Format the lines below as a JSON list of strings, with one string per line and blank lines omitted. Leave the pictures out of the list.

[Image entries for named regions]
□ □ □

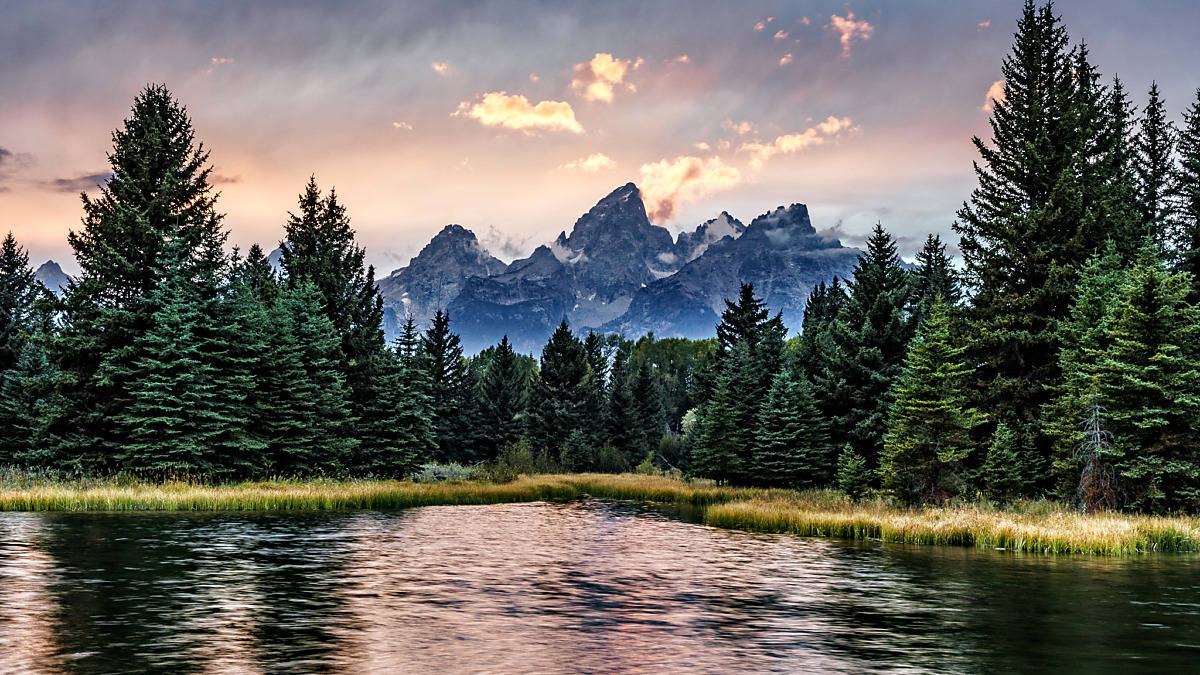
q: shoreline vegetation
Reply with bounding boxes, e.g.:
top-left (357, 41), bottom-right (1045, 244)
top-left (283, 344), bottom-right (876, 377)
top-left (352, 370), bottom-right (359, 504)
top-left (0, 473), bottom-right (1200, 555)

□ □ □

▶ EXERCISE ANSWER
[
  "q: shoreline vegetation",
  "Reply with bounding boxes, e.g.:",
  "top-left (357, 41), bottom-right (1045, 244)",
  "top-left (283, 344), bottom-right (876, 377)",
  "top-left (352, 370), bottom-right (359, 504)",
  "top-left (0, 473), bottom-right (1200, 555)"
]